== The data ==
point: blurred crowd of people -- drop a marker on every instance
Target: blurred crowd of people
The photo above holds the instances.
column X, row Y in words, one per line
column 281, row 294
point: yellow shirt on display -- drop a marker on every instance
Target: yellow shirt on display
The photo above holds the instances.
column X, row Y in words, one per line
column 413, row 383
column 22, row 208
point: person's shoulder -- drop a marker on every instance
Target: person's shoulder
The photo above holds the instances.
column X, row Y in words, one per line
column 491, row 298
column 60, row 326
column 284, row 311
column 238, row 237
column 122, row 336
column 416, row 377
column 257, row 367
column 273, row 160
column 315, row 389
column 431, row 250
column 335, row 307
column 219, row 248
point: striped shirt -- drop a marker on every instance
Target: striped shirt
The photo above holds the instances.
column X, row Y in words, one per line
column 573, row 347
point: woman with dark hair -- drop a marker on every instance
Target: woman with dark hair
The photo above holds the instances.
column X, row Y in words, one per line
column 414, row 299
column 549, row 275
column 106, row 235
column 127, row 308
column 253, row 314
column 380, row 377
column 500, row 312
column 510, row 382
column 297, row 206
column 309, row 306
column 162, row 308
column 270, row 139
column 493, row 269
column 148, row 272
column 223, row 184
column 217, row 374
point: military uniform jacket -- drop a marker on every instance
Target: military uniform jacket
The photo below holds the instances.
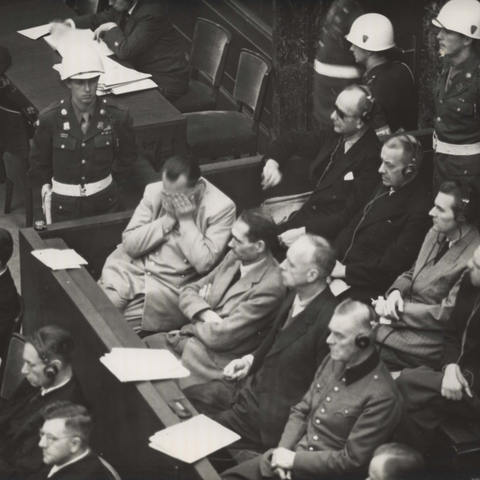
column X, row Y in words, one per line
column 429, row 290
column 457, row 109
column 61, row 150
column 387, row 241
column 345, row 415
column 148, row 41
column 347, row 184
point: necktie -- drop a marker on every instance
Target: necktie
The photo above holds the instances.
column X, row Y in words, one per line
column 442, row 251
column 85, row 122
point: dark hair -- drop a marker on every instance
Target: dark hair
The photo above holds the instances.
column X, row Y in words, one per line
column 400, row 460
column 6, row 246
column 178, row 165
column 324, row 254
column 260, row 227
column 77, row 419
column 51, row 343
column 466, row 199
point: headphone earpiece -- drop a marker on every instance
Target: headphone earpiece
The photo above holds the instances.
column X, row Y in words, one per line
column 362, row 341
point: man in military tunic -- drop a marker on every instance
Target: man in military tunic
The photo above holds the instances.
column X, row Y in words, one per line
column 457, row 95
column 82, row 145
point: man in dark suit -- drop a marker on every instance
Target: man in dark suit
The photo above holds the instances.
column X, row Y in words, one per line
column 454, row 387
column 47, row 366
column 64, row 440
column 384, row 238
column 343, row 172
column 140, row 32
column 9, row 299
column 258, row 391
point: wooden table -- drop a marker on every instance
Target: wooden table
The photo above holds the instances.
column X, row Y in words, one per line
column 35, row 84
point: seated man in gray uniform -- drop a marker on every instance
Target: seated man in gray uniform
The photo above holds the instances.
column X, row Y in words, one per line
column 178, row 233
column 231, row 309
column 351, row 408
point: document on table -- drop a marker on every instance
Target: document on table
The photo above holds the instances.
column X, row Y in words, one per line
column 59, row 259
column 36, row 32
column 143, row 364
column 193, row 439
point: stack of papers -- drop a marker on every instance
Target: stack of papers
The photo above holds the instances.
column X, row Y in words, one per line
column 143, row 364
column 193, row 439
column 59, row 259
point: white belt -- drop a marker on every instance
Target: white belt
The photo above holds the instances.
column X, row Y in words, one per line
column 451, row 149
column 79, row 191
column 337, row 71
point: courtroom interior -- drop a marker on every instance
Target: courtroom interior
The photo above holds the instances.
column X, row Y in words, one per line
column 239, row 239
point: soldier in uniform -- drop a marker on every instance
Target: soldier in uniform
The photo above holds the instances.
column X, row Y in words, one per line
column 457, row 95
column 82, row 145
column 391, row 83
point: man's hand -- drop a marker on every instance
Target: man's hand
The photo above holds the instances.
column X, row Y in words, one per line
column 237, row 369
column 103, row 28
column 283, row 458
column 394, row 305
column 338, row 271
column 454, row 383
column 271, row 174
column 184, row 207
column 288, row 237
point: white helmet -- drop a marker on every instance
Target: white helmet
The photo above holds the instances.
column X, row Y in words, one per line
column 81, row 64
column 461, row 16
column 372, row 32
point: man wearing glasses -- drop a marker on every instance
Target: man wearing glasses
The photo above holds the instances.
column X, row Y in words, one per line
column 343, row 171
column 47, row 366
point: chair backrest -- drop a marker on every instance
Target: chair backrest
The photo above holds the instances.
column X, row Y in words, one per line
column 113, row 472
column 251, row 83
column 14, row 132
column 13, row 376
column 209, row 50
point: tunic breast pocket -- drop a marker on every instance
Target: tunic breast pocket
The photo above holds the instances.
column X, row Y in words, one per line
column 64, row 143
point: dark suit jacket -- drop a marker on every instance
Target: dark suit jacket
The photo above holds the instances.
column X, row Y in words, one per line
column 285, row 363
column 148, row 42
column 9, row 309
column 388, row 240
column 88, row 468
column 346, row 186
column 21, row 419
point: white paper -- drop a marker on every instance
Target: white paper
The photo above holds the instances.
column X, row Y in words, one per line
column 193, row 439
column 59, row 259
column 36, row 32
column 143, row 364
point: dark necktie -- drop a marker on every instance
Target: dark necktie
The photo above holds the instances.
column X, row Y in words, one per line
column 442, row 251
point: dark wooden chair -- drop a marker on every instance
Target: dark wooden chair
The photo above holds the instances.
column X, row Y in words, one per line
column 15, row 139
column 208, row 56
column 216, row 134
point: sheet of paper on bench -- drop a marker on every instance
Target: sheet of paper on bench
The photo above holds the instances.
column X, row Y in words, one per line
column 143, row 364
column 59, row 259
column 36, row 32
column 193, row 439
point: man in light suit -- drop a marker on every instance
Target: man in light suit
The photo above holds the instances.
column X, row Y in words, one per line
column 178, row 233
column 231, row 309
column 255, row 397
column 421, row 300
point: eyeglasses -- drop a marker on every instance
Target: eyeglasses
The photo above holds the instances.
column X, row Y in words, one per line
column 341, row 114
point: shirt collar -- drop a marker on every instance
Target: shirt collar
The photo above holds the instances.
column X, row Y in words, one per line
column 352, row 374
column 44, row 391
column 56, row 468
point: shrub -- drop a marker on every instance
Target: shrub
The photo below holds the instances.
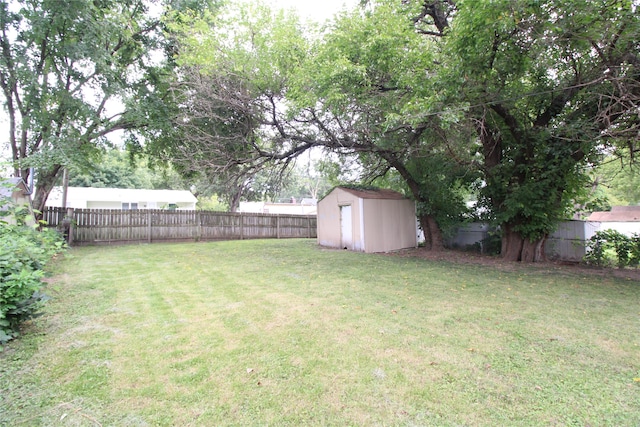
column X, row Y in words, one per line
column 610, row 246
column 23, row 255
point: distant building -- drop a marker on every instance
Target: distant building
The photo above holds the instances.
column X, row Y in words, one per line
column 305, row 206
column 625, row 219
column 123, row 198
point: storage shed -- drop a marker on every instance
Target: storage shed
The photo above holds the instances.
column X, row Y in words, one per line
column 366, row 220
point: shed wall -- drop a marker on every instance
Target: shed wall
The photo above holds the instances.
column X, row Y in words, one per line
column 389, row 225
column 329, row 219
column 378, row 225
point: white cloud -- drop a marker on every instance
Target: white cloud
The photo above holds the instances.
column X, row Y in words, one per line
column 318, row 11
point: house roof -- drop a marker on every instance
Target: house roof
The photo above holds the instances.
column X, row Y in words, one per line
column 374, row 193
column 125, row 195
column 617, row 214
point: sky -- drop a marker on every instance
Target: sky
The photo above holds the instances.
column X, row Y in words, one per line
column 313, row 9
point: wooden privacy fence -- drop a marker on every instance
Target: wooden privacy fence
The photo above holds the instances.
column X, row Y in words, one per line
column 107, row 226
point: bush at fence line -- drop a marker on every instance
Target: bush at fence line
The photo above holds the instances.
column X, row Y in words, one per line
column 23, row 255
column 609, row 247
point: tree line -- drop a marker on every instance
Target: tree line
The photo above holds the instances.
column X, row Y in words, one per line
column 512, row 103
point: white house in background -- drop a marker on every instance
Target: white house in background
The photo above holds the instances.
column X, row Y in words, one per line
column 123, row 198
column 624, row 219
column 304, row 207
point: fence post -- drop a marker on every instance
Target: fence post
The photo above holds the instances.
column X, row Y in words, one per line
column 198, row 227
column 149, row 226
column 71, row 221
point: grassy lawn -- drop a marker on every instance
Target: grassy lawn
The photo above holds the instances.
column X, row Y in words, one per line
column 285, row 333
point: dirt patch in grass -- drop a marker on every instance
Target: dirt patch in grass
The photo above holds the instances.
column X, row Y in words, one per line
column 474, row 258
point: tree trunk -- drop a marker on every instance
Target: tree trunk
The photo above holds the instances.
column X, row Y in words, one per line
column 432, row 234
column 517, row 248
column 46, row 180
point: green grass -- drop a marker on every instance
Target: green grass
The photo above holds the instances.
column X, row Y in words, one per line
column 285, row 333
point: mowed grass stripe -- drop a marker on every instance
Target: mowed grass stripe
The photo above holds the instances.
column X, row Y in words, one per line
column 287, row 333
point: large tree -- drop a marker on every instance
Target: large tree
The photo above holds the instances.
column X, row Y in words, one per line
column 71, row 73
column 262, row 94
column 549, row 86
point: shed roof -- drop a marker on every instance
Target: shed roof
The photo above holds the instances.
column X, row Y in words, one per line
column 617, row 214
column 374, row 193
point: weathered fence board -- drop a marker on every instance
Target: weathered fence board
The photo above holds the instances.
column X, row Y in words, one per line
column 104, row 226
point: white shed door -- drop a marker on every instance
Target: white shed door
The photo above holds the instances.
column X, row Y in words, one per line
column 346, row 227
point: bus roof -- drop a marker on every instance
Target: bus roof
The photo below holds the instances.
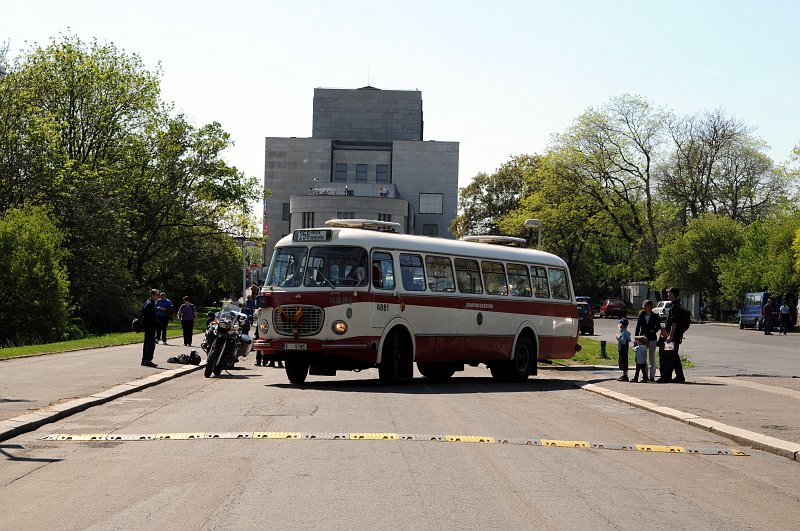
===
From the first line above through the line that contains "point: person's shoulder", quote each line exactly. Output nothing more.

point: blurred crowd of people -- drop a marker on every instance
Target: blurred crowd of people
The photo above holds the instances.
column X, row Y in words, one per line
column 281, row 294
point: yellow shirt on display -- drop a marker on every instance
Target: yellow shirt on display
The photo above holds the instances.
column X, row Y in words, one per line
column 413, row 383
column 22, row 208
point: person's shoulder -- drop a marker on every instance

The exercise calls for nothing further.